### Passage

Reiterating Why You Should Not Buy Bottled Water
USA Business Daily put together this well-written, fact-based post on why you should not buy bottled water. Not only because of the cost factor, but also the harmful chemicals plastic bottles leach into the water and eventually into your body.
Scares over possible water contamination have helped boost demand for bottled water over the last few decades, experts say, but people are often times drinking the same water that comes out of the tap. “The general public thinks bottled water is going to be safer and cleaner than tap water,” says Mae Wu, attorney in the health program at National Resources Defense Council, a nonprofit environmental advocacy group based in Washington, D. C. “For the most part, that’s not true.”
Bottled water is not without chemicals, according to studies of European bottled waters carried out in Germany, Switzerland, Italy and France— one published in 2011 and the other in 2013 —by Martin Wagner, a scientist at Goethe University Frankfurt’s Department of Aquatic Ecotoxicology. “Bottled water had a higher contamination of chemicals than glass bottles,” he says. “There are many compounds in bottled water that we don’t want to have there.”
Among the main compounds Wagner found: Endocrine disrupting chemicals, or EDCs, which can act like hormones in the body and have been linked to diabetes, breast cancer and cardiovascular disease. (The International Bottled Water Association’s Hogan says the presence of EDCs in bottled tap water suggests that their origin may have been environmental rather than from a packaging material.

### Data listing
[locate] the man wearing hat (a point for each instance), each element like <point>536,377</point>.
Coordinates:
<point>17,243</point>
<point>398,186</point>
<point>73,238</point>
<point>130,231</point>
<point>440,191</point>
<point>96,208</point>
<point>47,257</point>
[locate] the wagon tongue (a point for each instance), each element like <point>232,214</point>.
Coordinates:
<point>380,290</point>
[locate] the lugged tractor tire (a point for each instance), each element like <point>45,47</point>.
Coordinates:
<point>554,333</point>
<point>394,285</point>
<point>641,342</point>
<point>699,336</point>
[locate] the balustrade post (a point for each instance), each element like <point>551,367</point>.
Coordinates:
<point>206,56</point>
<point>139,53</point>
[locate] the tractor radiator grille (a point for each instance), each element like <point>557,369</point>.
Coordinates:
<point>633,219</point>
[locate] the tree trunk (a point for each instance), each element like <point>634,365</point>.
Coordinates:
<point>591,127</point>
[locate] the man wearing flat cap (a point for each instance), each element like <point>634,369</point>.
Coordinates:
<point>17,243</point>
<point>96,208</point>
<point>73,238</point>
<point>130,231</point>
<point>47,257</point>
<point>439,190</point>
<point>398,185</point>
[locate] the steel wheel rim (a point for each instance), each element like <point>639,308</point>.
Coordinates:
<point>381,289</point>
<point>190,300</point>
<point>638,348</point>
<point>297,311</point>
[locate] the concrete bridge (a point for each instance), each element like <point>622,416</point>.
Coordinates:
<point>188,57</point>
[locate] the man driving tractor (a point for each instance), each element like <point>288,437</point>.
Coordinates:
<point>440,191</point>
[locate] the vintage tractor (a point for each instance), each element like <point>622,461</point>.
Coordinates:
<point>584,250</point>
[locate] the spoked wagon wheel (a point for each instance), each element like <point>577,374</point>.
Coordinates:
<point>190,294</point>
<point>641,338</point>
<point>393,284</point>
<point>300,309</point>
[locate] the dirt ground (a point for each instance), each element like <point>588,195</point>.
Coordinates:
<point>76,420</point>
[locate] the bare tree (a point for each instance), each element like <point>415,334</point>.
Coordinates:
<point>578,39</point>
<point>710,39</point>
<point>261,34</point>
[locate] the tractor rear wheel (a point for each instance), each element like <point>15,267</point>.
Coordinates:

### Work instruction 1
In the bottled water text, where does Martin Wagner work as a scientist?
### Work instruction 2
Extract a stretch of the bottled water text word for word: begin at the words "Among the main" and stop after "a packaging material.".
### Work instruction 3
Extend the bottled water text, picking up right after its final sentence.

### Task response 1
He works at Goethe University Frankfurt's Department of Aquatic Ecotoxicology.

### Task response 2
Among the main compounds Wagner found: Endocrine disrupting chemicals, or EDCs, which can act like hormones in the body and have been linked to diabetes, breast cancer and cardiovascular disease. (The International Bottled Water Association’s Hogan says the presence of EDCs in bottled tap water suggests that their origin may have been environmental rather than from a packaging material.

### Task response 3
Consumers can purify their own tap water for a fraction of the cost, says Nick Colas, chief market strategist at ConvergEx, a brokerage and a services firm. “Is it better still to filter your own tap water than buy your own bottled water?” he says. “It’s more economical and better for the environment, and one way to avoid using a lot of scrap plastic.”
In the four decades since the launch of Perrier water in the U. S. market in the mid-1970s, American consumption of bottled water has surged 2,700%, from 354 million gallons in 1976 to 9. 7 billion gallons in 2012, Colas says.
People are expected to spend nearly $270 billion on bottled water by 2020, up from $157 billion in 2013, according to estimates released last month by Transparency Market Research, helped by the availability of different flavored and vitamin rich functional water.
“Part is leaching from the plastic bottles, lids or contamination of the well. Most European bottled water comes from springs that aren’t purified,” Wagner says.
Some 45% of bottled waters in the U. S. are actually purified tap water, according to Peter Gleick, a scientist and author of “Bottled and Sold: The Story Behind Our Obsession with Bottled Water.” Bottled water sourced from municipal water supplies include Dasani, owned by Coca-Cola, and Aquafina, owned by PepsiCo.